> [Request] Exactly reproduce the lines from the line that has "in red shirt." down to the last line of the entries, inclusive.
** Start Records for the exercise **
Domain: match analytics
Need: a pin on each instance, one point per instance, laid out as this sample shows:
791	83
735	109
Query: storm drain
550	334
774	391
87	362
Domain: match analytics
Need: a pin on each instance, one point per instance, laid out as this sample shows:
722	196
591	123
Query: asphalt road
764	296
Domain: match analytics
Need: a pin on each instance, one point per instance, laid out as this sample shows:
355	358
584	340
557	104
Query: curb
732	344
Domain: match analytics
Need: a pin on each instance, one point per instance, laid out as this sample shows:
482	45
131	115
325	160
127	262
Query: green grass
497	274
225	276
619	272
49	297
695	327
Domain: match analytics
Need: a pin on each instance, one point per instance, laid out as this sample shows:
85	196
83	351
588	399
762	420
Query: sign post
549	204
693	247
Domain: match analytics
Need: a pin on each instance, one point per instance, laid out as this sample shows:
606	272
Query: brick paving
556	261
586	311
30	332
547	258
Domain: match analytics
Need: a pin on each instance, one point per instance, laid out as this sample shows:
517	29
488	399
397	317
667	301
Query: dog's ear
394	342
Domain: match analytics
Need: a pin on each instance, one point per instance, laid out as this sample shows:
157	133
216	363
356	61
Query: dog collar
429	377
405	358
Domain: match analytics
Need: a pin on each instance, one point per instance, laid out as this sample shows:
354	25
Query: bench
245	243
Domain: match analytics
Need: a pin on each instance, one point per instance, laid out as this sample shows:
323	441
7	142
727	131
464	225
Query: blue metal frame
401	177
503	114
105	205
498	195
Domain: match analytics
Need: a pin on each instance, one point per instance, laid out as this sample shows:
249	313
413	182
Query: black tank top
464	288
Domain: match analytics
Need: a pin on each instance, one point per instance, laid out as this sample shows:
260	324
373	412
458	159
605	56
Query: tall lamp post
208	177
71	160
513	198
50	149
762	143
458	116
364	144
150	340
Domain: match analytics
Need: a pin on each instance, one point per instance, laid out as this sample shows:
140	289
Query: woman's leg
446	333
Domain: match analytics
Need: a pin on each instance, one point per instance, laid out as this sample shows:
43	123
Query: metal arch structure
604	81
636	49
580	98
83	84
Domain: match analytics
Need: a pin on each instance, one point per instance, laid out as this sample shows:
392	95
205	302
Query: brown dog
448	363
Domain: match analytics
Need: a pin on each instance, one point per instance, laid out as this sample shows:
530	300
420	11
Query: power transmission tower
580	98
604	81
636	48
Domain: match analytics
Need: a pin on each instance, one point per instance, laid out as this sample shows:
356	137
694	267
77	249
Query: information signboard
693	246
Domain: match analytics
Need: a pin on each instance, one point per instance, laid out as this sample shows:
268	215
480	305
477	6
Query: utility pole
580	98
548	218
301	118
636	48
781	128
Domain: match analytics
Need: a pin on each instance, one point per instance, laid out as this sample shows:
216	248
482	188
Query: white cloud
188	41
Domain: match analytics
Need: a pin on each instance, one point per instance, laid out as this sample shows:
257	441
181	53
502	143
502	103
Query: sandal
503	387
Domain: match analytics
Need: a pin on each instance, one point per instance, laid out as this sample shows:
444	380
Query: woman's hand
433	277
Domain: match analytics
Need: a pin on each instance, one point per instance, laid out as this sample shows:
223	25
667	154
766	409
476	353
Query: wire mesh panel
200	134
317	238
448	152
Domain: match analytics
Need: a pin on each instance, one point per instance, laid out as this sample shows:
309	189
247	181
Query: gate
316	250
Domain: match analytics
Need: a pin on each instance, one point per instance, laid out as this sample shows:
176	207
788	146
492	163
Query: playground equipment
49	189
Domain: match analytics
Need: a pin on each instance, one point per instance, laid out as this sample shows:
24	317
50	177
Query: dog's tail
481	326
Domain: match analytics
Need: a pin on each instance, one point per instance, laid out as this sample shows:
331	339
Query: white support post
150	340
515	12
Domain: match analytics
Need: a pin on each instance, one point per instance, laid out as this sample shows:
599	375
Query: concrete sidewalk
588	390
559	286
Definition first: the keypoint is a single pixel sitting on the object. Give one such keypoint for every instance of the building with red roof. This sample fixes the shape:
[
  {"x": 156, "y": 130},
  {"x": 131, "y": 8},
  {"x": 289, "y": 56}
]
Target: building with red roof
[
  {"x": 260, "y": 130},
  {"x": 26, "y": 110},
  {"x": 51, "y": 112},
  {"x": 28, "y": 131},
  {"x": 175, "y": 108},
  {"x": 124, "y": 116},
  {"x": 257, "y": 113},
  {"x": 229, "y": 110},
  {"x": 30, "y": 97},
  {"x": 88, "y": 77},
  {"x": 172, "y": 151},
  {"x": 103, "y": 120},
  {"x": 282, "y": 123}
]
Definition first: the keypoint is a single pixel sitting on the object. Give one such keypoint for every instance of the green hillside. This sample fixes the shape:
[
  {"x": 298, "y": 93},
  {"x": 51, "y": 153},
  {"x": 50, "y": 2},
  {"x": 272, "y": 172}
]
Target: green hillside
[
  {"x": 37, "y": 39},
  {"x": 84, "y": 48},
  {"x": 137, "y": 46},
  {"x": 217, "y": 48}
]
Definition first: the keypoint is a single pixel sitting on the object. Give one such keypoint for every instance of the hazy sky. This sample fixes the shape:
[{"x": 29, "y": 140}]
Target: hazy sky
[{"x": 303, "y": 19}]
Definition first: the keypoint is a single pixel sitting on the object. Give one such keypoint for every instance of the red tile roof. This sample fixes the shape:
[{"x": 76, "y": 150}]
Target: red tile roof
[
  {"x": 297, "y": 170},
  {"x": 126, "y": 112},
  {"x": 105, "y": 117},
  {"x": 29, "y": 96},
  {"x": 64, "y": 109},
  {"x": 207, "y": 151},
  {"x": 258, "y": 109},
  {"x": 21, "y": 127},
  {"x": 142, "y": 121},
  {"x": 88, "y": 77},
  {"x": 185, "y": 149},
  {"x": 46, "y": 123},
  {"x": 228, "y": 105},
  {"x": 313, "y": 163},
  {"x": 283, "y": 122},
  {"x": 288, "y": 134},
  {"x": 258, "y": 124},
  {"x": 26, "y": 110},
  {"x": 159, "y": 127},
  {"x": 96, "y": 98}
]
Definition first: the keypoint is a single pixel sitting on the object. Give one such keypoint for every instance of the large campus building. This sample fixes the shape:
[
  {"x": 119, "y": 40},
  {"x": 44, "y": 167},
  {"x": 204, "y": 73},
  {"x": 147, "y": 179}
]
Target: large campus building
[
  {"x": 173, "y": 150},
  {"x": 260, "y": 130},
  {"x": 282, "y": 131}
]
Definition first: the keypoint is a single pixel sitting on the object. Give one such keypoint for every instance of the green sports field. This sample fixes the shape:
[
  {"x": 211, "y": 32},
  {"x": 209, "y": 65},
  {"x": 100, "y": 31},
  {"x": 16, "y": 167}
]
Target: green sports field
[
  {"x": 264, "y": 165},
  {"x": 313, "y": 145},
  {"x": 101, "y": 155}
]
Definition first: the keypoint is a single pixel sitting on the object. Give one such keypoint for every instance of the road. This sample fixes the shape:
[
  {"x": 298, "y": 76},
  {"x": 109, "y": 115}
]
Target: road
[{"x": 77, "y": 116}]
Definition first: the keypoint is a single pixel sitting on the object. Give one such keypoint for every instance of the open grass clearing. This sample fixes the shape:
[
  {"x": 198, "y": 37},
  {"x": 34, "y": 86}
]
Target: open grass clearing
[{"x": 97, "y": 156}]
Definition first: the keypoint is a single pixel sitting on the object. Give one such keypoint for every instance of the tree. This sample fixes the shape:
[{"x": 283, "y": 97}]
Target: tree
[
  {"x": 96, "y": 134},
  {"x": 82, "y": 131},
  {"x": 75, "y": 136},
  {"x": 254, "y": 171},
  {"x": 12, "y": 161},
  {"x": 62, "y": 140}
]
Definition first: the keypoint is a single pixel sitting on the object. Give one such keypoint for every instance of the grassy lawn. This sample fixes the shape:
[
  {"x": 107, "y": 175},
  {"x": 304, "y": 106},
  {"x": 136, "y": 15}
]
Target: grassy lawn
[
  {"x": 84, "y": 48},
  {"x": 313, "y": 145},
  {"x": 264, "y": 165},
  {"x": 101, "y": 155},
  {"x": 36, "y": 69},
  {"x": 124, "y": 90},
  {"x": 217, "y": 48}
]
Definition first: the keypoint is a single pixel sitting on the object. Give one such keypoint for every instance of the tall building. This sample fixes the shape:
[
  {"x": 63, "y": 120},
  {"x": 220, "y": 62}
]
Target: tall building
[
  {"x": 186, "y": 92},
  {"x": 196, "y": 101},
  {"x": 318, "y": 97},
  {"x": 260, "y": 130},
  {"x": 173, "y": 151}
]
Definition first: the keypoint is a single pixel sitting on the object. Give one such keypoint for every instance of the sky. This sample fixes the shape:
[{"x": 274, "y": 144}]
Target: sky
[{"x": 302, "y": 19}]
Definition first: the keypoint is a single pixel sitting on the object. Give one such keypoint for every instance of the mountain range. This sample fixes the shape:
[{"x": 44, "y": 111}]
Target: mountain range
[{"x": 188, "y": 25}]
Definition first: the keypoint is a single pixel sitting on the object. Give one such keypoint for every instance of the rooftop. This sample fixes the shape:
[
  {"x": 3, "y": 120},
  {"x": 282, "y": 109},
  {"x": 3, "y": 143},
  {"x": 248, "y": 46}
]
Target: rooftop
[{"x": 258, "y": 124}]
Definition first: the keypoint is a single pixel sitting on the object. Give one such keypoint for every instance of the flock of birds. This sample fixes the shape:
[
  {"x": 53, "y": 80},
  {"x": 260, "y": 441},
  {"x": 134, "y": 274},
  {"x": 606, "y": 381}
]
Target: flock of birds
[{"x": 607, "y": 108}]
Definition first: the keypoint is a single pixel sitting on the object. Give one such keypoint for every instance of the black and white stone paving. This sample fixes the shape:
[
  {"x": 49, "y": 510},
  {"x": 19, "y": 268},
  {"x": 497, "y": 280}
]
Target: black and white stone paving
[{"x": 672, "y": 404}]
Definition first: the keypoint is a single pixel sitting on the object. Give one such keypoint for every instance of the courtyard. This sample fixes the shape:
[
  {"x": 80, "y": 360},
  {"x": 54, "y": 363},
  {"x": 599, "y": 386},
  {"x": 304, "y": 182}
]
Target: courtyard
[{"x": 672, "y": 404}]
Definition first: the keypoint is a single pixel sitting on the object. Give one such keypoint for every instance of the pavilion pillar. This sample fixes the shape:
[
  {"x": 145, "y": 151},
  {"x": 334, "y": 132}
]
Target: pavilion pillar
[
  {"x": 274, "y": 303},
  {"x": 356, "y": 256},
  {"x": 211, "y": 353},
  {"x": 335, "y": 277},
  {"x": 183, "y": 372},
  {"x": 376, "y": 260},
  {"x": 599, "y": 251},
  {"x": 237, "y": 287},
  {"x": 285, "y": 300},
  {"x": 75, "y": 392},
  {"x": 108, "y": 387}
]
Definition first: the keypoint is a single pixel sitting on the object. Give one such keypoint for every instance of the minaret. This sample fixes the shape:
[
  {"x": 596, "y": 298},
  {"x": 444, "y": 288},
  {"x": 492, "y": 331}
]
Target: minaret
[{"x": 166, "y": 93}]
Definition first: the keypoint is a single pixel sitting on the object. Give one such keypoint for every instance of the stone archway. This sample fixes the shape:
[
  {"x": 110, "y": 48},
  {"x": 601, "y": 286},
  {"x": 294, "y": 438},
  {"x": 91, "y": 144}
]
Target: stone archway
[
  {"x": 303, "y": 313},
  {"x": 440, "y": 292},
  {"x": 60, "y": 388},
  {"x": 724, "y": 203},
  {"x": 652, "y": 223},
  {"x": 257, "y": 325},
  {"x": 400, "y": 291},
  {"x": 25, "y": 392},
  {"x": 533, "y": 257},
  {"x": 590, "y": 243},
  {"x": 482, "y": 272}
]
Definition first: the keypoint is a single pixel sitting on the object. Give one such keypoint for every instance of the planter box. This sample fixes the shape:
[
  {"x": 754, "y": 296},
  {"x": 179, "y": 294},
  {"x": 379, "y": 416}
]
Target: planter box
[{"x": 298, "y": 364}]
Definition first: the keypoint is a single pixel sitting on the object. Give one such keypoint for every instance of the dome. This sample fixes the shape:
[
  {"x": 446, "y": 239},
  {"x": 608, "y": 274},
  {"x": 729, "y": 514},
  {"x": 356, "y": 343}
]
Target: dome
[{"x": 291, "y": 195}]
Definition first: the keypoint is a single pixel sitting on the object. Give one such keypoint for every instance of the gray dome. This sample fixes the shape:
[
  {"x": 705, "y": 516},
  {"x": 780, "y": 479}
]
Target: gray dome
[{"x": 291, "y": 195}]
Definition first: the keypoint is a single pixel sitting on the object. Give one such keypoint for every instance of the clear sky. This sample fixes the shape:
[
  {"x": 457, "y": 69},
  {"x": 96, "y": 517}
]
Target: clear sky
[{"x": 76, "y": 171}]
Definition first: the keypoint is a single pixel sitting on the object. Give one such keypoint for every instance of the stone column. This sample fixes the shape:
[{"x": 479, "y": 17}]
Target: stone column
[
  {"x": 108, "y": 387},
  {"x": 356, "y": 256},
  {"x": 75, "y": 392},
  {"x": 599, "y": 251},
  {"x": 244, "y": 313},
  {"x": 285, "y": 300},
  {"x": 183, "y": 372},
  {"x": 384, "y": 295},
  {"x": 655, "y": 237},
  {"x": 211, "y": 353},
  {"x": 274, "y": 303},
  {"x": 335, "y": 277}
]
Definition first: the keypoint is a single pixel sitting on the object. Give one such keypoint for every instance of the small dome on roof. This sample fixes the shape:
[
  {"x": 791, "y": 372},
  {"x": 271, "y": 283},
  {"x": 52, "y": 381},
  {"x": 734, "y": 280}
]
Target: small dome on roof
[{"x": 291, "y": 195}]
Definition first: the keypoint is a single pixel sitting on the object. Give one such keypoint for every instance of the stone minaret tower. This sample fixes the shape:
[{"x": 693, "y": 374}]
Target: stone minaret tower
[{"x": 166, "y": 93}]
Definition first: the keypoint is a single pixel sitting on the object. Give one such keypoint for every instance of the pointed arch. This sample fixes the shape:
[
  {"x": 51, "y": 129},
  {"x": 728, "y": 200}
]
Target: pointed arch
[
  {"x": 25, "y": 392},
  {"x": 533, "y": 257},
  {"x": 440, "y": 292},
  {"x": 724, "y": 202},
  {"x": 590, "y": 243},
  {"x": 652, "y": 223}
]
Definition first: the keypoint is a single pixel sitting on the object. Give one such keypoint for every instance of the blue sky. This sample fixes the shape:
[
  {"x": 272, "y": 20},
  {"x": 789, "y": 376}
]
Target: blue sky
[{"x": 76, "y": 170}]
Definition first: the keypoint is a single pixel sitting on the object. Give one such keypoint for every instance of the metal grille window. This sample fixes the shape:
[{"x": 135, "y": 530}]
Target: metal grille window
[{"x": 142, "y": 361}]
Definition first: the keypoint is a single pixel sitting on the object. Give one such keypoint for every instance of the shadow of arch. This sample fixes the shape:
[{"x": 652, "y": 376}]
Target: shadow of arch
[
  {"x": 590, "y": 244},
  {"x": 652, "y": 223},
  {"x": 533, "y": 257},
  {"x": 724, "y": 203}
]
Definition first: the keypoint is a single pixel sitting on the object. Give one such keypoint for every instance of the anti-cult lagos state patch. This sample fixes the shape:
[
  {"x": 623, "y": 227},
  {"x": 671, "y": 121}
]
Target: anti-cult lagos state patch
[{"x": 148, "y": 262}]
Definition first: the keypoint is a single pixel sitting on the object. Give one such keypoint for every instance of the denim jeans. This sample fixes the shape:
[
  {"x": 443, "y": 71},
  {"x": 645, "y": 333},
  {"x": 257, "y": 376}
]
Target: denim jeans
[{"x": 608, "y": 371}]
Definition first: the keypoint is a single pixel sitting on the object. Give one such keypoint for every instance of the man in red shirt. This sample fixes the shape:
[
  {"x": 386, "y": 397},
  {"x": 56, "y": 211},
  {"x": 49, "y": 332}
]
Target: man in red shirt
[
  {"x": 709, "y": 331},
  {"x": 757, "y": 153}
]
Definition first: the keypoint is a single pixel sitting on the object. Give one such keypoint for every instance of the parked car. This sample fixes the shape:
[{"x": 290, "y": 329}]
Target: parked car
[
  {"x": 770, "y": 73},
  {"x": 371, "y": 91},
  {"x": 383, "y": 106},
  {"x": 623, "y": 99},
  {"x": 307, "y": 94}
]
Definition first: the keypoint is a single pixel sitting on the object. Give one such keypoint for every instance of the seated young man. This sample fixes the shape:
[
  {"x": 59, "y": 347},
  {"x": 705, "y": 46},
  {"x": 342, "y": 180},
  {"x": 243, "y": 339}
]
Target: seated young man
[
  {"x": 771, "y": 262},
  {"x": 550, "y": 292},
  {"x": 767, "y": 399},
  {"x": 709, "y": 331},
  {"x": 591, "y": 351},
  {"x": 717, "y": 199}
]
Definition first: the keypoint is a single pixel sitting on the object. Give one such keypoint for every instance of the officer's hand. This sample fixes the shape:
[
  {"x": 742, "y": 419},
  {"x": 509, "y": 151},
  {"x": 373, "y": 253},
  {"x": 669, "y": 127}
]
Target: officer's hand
** End Records for the exercise **
> [Solution to this problem]
Definition first: the keypoint is a single pixel sitting on the object. Give one such keypoint for every instance of the man in red shirt. This sample fixes the shape:
[
  {"x": 386, "y": 397},
  {"x": 56, "y": 211},
  {"x": 49, "y": 332}
]
Target: man in red shirt
[
  {"x": 709, "y": 331},
  {"x": 757, "y": 153}
]
Definition first: the keypoint is a single pixel sitting on the object. Give one such keypoint for every instance of the parked car. This sample fixes the shape:
[{"x": 290, "y": 329}]
Target: parked car
[
  {"x": 770, "y": 73},
  {"x": 371, "y": 91},
  {"x": 383, "y": 106},
  {"x": 623, "y": 99},
  {"x": 307, "y": 94}
]
Definition first: the keypoint is a single pixel sitting on the object. Give one such keypoint for every instance of the seated young man. This sample fixes the shape:
[
  {"x": 59, "y": 347},
  {"x": 705, "y": 46},
  {"x": 342, "y": 180},
  {"x": 243, "y": 339}
]
Target: seated young man
[
  {"x": 771, "y": 262},
  {"x": 550, "y": 292},
  {"x": 767, "y": 399},
  {"x": 709, "y": 331},
  {"x": 591, "y": 351},
  {"x": 717, "y": 199}
]
Definition first: the keypoint is a single pixel sitting on the object. Give one such keypoint for every instance of the officer's hand. This sample fixes the shape:
[
  {"x": 742, "y": 419},
  {"x": 509, "y": 151},
  {"x": 373, "y": 253},
  {"x": 669, "y": 127}
]
Target: officer's hand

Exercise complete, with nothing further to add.